Begin Article

We address the problem of employing a fixed-wing UAV (fixed-wing UAV) for rapid and complete coverage search of submarines in large, irregular sea areas. Traditional coverage search methods for convex regions are inadequate for complex concave polygonal boundaries, leading to excessive invalid turns and wasted resources. In this work, we propose a novel Dubins path search strategy combined with a selective concave point removal method. By formulating a mathematical model of the UAV search detection cost, incorporating the turning characteristics of the fixed-wing UAV, and developing an improved concave point removal algorithm that uses both edge length and angle thresholds, we transform irregular concave polygons into regular convex shapes. We then apply a span‑direction scan with Dubins curves to minimize turning costs. Simulation results demonstrate significant reductions in invalid flight time and energy consumption compared to conventional methods, providing theoretical support for efficient submarine search operations.
1. Introduction
The detection of submarines is a critical challenge in modern naval operations. With advancements in noise reduction and stealth technology, submarines have become increasingly difficult to detect acoustically. Non‑acoustic detection methods, such as magnetic anomaly detectors, infrared sensors, and radar, offer fast and wide‑area search capabilities when the submarine is near the surface. These sensors are typically carried by fixed‑wing platforms, including fixed‑wing unmanned aerial vehicles (fixed‑wing UAVs). The use of fixed‑wing UAVs for submarine search is appealing due to their long endurance, high speed, and large coverage capacity. However, the motion constraints of fixed‑wing UAVs—specifically their minimum turning radius and inability to hover—require careful path planning to ensure complete coverage while minimizing unnecessary flight segments.
Most existing research on coverage search for fixed‑wing UAVs focuses on convex polygonal regions or simple rectangular areas. For complex, concave, and irregular search zones, a common approach is to apply a “brute‑force” removal of all concave points, converting the region into its convex hull. While this simplifies the problem, it often adds a large amount of redundant search area, leading to wasted resources. Moreover, when the minimum turning radius of the fixed‑wing UAV exceeds half the sensor swath width, a simple U‑turn creates blind spots. In such cases, Dubins curves provide the optimal turning path that respects the curvature constraint.

End Article

# Tasks to perform
[A] List every non-acoustic detection method named in the text on fixed-wing UAV submarine search.
[B] Transcribe the passage of the UAV submarine search text starting with "Most existing research" and going on through "the curvature constraint.".
[C] Go on with the text on fixed-wing UAV submarine search from the point where it stops.

Begin Record set

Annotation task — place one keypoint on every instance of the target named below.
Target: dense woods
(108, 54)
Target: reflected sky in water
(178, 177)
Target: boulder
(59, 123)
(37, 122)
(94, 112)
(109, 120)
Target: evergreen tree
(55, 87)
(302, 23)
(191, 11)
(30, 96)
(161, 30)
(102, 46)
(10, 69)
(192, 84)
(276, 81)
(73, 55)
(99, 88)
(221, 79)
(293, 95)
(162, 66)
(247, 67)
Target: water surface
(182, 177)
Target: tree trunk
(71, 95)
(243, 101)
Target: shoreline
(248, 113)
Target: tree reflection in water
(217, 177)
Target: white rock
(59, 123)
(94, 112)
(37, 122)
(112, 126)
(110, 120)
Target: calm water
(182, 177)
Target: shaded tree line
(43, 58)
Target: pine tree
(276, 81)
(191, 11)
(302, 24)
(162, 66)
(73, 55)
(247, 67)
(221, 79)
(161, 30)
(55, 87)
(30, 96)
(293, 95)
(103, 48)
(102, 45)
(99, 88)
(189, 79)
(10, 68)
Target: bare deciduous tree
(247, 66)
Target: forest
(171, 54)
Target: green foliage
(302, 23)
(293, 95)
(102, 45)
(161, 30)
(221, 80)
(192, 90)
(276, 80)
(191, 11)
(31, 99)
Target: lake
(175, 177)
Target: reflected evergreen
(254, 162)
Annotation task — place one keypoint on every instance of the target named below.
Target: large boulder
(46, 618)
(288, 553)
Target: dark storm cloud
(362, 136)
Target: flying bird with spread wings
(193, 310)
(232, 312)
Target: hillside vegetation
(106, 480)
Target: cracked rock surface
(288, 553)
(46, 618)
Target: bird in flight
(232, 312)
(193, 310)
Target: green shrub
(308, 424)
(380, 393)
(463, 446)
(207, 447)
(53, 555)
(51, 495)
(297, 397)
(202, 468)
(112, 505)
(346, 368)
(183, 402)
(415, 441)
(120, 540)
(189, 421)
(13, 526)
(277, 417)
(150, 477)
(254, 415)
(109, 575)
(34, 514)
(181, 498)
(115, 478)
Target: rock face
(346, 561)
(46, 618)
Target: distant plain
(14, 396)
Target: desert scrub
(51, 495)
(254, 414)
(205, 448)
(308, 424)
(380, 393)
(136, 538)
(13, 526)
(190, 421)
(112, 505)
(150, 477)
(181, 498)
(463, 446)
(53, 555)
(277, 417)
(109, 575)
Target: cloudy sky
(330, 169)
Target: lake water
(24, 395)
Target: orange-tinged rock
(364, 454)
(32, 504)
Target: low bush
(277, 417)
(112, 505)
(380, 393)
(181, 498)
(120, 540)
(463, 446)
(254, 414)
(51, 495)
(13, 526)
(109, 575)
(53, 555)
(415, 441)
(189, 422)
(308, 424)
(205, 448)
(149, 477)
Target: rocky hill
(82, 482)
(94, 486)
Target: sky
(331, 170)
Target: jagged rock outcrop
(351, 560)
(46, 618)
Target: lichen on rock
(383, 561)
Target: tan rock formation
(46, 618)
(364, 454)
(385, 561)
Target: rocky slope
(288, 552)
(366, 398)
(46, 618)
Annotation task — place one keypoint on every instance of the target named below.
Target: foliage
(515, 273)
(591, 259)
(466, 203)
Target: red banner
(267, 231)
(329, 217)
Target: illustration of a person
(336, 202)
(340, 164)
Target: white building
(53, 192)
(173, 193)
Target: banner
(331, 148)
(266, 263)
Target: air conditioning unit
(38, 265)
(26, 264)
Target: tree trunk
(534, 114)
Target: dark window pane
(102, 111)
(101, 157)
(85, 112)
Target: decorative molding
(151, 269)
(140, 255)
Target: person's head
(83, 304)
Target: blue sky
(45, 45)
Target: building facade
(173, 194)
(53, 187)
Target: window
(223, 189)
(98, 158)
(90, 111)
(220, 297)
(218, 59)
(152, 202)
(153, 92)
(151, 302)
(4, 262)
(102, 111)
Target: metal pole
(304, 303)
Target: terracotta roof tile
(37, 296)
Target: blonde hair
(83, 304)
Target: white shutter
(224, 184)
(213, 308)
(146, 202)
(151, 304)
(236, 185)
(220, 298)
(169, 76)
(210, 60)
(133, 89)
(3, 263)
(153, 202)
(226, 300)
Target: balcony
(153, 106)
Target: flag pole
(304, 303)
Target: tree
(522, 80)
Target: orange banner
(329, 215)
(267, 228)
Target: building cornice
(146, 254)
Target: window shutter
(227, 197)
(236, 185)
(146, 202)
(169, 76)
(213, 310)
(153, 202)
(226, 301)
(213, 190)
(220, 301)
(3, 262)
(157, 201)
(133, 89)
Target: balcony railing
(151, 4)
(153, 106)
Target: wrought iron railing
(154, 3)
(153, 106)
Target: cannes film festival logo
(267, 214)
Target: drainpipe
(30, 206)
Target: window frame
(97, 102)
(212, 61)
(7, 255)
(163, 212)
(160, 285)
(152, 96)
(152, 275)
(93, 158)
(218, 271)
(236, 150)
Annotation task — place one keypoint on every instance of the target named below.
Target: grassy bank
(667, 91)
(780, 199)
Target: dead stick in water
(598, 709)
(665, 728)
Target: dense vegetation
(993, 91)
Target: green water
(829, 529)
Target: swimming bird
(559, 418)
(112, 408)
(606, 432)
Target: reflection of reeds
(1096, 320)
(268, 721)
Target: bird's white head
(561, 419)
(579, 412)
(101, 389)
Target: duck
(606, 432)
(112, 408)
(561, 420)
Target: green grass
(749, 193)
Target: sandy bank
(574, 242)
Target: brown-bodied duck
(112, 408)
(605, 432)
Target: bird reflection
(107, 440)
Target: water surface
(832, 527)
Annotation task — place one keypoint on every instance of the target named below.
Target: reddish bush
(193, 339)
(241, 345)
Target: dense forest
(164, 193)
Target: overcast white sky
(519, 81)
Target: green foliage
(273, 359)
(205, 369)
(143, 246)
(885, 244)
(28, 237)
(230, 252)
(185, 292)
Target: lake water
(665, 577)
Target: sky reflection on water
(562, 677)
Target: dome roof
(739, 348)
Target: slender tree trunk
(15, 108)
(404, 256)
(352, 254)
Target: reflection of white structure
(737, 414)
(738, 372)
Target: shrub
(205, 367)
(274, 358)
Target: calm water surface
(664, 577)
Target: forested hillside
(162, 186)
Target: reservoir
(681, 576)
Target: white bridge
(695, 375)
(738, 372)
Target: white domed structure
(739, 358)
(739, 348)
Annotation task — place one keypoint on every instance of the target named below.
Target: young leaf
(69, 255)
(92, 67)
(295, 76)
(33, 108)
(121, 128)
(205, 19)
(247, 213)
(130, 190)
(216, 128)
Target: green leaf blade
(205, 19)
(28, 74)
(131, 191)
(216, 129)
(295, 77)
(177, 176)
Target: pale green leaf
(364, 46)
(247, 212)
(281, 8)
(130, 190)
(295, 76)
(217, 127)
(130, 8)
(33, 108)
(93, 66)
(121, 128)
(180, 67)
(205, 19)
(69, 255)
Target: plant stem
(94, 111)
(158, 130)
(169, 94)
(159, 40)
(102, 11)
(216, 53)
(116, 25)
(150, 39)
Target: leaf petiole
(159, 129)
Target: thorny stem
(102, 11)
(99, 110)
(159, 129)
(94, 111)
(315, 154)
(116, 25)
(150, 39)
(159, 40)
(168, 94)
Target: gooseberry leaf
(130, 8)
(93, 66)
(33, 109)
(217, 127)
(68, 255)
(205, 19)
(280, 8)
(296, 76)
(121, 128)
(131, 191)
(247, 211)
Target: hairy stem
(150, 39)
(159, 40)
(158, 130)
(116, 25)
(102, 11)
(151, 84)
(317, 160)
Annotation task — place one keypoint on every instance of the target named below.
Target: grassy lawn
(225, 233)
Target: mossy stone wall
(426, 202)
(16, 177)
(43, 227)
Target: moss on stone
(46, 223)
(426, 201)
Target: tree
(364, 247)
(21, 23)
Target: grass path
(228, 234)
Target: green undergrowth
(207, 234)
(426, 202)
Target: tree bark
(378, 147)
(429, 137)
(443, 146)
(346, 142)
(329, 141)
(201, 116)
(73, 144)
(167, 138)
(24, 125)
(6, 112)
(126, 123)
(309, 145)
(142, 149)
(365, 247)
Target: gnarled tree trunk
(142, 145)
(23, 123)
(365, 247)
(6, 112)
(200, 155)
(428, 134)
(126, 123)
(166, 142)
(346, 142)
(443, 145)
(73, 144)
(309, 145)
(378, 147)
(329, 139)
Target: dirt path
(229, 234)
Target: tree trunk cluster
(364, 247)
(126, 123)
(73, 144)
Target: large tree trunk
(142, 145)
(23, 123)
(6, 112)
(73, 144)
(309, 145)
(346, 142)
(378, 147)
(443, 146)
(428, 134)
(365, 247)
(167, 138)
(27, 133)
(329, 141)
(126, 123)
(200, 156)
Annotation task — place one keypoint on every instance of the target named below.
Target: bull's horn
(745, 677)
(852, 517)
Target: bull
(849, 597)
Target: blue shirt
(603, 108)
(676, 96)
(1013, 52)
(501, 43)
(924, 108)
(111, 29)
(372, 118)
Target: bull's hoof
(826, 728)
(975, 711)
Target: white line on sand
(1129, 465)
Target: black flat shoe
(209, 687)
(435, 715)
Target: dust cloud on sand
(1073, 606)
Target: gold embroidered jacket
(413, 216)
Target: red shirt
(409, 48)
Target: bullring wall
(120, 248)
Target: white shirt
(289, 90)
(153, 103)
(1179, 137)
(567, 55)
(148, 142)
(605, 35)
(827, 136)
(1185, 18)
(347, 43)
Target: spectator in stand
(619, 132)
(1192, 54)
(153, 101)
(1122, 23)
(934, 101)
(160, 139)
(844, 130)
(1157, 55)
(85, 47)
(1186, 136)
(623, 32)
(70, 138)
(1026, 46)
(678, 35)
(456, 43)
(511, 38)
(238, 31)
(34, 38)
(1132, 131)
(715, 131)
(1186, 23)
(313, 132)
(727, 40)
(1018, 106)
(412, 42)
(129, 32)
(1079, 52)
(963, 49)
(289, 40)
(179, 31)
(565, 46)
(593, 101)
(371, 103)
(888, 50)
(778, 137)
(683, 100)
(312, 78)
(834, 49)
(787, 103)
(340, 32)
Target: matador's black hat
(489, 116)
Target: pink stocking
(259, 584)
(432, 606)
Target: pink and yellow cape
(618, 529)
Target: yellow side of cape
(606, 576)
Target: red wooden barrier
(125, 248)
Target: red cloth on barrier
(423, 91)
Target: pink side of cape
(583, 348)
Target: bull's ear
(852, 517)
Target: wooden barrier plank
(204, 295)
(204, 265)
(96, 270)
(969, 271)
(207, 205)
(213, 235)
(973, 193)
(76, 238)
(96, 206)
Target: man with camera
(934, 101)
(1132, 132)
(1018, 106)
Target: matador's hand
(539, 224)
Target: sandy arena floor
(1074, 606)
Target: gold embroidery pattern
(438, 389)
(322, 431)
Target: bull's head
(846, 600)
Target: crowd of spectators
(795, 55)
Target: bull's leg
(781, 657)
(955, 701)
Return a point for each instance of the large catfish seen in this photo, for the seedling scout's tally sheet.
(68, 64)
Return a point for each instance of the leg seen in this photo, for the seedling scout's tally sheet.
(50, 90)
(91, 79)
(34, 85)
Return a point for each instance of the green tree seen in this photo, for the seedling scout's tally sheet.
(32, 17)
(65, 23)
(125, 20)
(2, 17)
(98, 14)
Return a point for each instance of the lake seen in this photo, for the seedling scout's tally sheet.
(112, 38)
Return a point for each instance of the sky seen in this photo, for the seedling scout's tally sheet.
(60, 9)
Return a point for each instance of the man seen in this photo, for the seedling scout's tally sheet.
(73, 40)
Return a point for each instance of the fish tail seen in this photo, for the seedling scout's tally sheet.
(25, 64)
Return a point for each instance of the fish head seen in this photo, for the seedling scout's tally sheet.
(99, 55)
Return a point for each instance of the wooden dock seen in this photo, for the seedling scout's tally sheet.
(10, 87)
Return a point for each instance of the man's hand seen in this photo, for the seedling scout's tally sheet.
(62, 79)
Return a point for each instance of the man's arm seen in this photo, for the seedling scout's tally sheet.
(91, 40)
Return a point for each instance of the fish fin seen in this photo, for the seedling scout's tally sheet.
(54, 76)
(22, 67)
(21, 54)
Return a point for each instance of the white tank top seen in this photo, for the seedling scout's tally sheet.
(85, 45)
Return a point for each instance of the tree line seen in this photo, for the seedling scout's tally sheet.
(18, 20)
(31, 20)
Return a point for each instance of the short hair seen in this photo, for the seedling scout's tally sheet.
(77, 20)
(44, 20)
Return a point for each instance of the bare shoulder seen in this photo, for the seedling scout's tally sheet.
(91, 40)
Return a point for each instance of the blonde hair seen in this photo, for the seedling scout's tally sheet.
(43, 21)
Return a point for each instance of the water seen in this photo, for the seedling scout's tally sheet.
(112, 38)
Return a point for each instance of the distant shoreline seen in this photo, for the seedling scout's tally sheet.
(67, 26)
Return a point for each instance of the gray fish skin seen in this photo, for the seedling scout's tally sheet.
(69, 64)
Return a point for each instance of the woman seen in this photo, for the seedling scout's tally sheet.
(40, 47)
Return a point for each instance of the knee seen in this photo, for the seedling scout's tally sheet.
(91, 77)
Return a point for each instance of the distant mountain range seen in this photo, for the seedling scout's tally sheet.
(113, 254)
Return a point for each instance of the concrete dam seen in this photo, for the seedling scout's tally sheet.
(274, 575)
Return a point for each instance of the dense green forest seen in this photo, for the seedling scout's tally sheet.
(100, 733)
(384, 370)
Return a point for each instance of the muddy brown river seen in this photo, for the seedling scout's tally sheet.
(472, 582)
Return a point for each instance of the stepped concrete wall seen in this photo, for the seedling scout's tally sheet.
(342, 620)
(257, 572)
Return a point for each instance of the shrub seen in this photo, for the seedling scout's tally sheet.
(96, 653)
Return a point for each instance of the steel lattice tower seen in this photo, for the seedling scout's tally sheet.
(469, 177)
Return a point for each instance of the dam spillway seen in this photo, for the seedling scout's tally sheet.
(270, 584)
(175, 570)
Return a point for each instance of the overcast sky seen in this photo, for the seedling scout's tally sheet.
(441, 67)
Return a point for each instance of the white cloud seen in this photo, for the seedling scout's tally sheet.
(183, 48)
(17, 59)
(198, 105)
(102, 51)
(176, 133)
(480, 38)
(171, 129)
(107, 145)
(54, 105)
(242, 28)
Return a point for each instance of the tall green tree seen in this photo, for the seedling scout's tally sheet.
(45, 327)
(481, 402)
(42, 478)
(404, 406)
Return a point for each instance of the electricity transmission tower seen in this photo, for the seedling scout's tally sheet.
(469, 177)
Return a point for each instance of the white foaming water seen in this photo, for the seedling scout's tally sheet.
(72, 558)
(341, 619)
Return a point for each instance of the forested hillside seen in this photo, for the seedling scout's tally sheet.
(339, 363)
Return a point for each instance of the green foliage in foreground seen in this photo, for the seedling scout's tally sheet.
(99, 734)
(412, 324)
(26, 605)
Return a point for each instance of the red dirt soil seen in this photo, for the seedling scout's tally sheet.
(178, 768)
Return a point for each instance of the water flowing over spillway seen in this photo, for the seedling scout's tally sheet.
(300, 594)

End Record set

# Answers
[A] magnetic anomaly detectors, infrared sensors, radar

[B]
Most existing research on coverage search for fixed‑wing UAVs focuses on convex polygonal regions or simple rectangular areas. For complex, concave, and irregular search zones, a common approach is to apply a “brute‑force” removal of all concave points, converting the region into its convex hull. While this simplifies the problem, it often adds a large amount of redundant search area, leading to wasted resources. Moreover, when the minimum turning radius of the fixed‑wing UAV exceeds half the sensor swath width, a simple U‑turn creates blind spots. In such cases, Dubins curves provide the optimal turning path that respects the curvature constraint.

[C]
To overcome these limitations, we propose a selective concave point removal strategy that uses both a distance ratio threshold and an interior angle threshold to decide whether to remove a concave point. Only those concave points that lead to narrow, inefficient strips are eliminated, preserving the original shape as much as possible while enabling efficient convex‑region search methods. After the polygon is processed into a convex shape, we compute the minimum span (width) of the region and align the scan direction perpendicular to that width. The fixed‑wing UAV then executes a back‑and‑forth scanning pattern with Dubins turns at the boundaries. We formulate the total search cost—including travel time, energy consumption, and path length—and prove that the proposed method significantly reduces these costs compared to both unprocessed concave regions and brute‑force convexification.
The remainder of this paper is organized as follows. Section 2 presents the UAV detection model and the mathematical formulation of the search cost. Section 3 details the coverage search strategy for convex polygons, including span calculation, scan direction determination, and Dubins curve generation. Section 4 introduces the improved concave point removal algorithm for irregular concave polygons. Section 5 provides simulation results and comparative analysis. Finally, Section 6 concludes the paper.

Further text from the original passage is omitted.